SOURCE DOCUMENT
= = =
Physical Model & Key Equations

The core of regression is minimizing the sum of squared residuals. The residual for a data point $(x_i, y_i)$ is the difference between the observed value $y_i$ and the value predicted by the model $\hat{y}_i$.

$$S = \sum_{i=1}^{n}(y_i - \hat{y}_i)^2$$

Here, $S$ is the sum of squared residuals we aim to minimize. $y_i$ is the actual data point value, and $\hat{y}_i$ is the value predicted by our fitted equation (e.g., $\hat{y}= mx + b$ for a linear model).

To quantify how well the model explains the variation in the data, we use the coefficient of determination, R-squared ($R^2$).

$$R^2 = 1 - \frac{SS_{res}}{SS_{tot}}= 1 - \frac{\sum (y_i - \hat{y}_i)^2}{\sum (y_i - \bar{y})^2}$$

$SS_{res}$ is the sum of squared residuals (the same as $S$ above). $SS_{tot}$ is the total sum of squares, which measures the total variance in the $y$ data around its mean $\bar{y}$. An $R^2$ close to 1 indicates the model explains most of the variance.

Real-World Applications

Predictive Maintenance in Engineering: Sensor data (like vibration, temperature) is collected from machinery over time. Regression models fit trends to this data, predicting when a measurement will cross a failure threshold, allowing maintenance before a breakdown occurs.

Financial Forecasting: Analysts use curve fitting on historical stock prices or economic indicators. While not perfectly predictive, identifying trends (linear growth, exponential decay) helps inform investment strategies and risk assessments.

Drug Dosage Response: In pharmacology, researchers test a drug at different doses and measure a biological response. An exponential or logistic regression model is often fitted to this data to determine the effective dose for 50% of the population (ED50).
= = =
ENTRIES SHOWN
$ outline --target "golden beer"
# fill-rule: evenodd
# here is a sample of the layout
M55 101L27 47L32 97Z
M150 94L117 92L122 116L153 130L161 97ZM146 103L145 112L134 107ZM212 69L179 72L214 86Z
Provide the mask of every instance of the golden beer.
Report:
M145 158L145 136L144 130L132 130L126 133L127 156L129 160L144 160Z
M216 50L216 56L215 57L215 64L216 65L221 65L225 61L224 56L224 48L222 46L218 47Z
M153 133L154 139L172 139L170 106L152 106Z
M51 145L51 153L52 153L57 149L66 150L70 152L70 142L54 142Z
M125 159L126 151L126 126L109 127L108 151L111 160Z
= = =
QUESTIONS
1. Reproduce the passage on regression from "Here, $S$ is" to "a linear model).".
2. Translate this sentence from the passage on regression into Spanish: "Analysts use curve fitting on historical stock prices or economic indicators."
3. Extend the passage on regression by writing what follows its final sentence.

ANSWERS BY ITEM NUMBER
1.
Here, $S$ is the sum of squared residuals we aim to minimize. $y_i$ is the actual data point value, and $\hat{y}_i$ is the value predicted by our fitted equation (e.g., $\hat{y}= mx + b$ for a linear model).

2. Los analistas utilizan el ajuste de curvas en los precios históricos de las acciones o en los indicadores económicos.

3.
CAE & Material Science: When simulating material behavior, stress-strain data from physical tests is fitted with a constitutive model (like a polynomial or power-law). This fitted equation is then programmed into the simulation software to predict how a new part will deform under load.

Common Misconceptions and Points of Caution

First, the assumption that a high R² always means a good model is dangerous. For example, fitting a 5th-order polynomial to material creep data might yield an R² above 0.99, but that curve may have no physical meaning and fail entirely to predict future behavior. In practice, the balance between predictive performance and interpretability is crucial. Next, the influence of outliers is often overlooked. If your experimental data has just one clearly distant point, the least squares method will be strongly pulled toward it, producing a regression formula that distorts the overall trend. Try it in NovaSolver: add a single point far away from a cluster of points lying in a straight line. You'll see the line shift significantly. Finally, try to avoid making predictions outside the data range (extrapolation). Using a formula derived from experimental data between 20°C and 80°C to predict behavior at 150°C is very risky, even with a high R². Unforeseen phenomena, like material phase transitions, could occur.